» Exercise task A:
Please quote the film review word for word, starting at "Something truly alarming" and ending at "for the devil.".
» Exercise task B:
Using the film review, answer yes or no to each statement and quote the words that decide it: (i) The film is directed by Sally Potter. (ii) Murphy's character, Tom, works in high finance in Manchester. (iii) Kristen Scott Thomas plays Janet, the one throwing the party.
» Exercise task C:
Carry on the film review of The Party from its final sentence.

The Party, Cillian Murphy's latest flick, is like a night spent on the Titanic just before the iceberg hits.
Something truly alarming is happening to western culture. As the split between the haves and have nots grows, the mediating influence of diversity is getting thoroughly lost.
Put simpler, the knobs no longer have the poors around to tell them when they're off base. It's a disaster for everyone. Case in point is The Party, the new film by director Sally Potter starring Irish actor Cillian Murphy.
Although the film skewers the tone-deaf cultural privilege of the English upper middle class, it does so without reference to any other kind of class experience, neither in pre or post Brexit England, which when you think about it is quite an oversight.
Murphy plays Tom, a rich young man who works in high finance in the city - the city in this case being London - which means among this crowd he's basically a stand in for the devil.
Bill is also the husband of Janet (Kristen Scott Thomas) who is throwing the party. To wit, things are getting pretty complicated fast.

» Entries supplied:
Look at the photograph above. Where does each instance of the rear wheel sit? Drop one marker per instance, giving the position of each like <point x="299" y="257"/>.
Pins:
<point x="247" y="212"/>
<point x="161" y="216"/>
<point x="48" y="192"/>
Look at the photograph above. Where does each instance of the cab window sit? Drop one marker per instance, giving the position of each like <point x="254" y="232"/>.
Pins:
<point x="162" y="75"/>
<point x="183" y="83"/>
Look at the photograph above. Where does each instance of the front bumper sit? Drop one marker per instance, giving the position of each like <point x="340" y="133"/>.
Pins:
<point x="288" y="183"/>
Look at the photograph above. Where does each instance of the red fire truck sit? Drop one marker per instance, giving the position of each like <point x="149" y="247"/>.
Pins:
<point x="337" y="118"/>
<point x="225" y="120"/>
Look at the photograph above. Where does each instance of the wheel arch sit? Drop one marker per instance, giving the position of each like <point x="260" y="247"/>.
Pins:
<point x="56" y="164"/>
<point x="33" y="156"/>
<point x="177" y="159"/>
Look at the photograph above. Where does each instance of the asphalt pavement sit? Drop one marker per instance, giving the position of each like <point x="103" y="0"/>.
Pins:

» Exercise output A:
Something truly alarming is happening to western culture. As the split between the haves and have nots grows, the mediating influence of diversity is getting thoroughly lost.
Put simpler, the knobs no longer have the poors around to tell them when they're off base. It's a disaster for everyone. Case in point is The Party, the new film by director Sally Potter starring Irish actor Cillian Murphy.
Although the film skewers the tone-deaf cultural privilege of the English upper middle class, it does so without reference to any other kind of class experience, neither in pre or post Brexit England, which when you think about it is quite an oversight.
Murphy plays Tom, a rich young man who works in high finance in the city - the city in this case being London - which means among this crowd he's basically a stand in for the devil.

» Exercise output B:
(i) Yes: "the new film by director Sally Potter"
(ii) No: "the city in this case being London"
(iii) Yes: "Janet (Kristen Scott Thomas) who is throwing the party"

» Exercise output C:
Tom has a vaguely Irish accent but his expensive suit and the gun in his pocket tells us that point is largely irrelevant. Among this lot he's just one more addled voice waiting for the right moment to say what he really thinks.
Janet's has been promoted to the Department of Health, which becomes increasingly ironic in a bluntly silly way as the night and the party progresses.
Also on board for this ghastly social gathering are some of the cream of European and American film acting, including Patricia Clarkson, Emily Mortimer and Bruno Ganz.
You might think talent of this magnitude could save The Party, but you would be quite wrong. Potter doesn't write characters, she crafts situations and lets her ciphers contend with the riddles she sets them, giving her talented actors little more to do than be rude to each other in an increasingly candid manner.
Janet keeps receiving text messages from an unnamed lover as her unaware husband Bill struggles to come to terms with the fact that his ambitious wife hasn't noticed him in years.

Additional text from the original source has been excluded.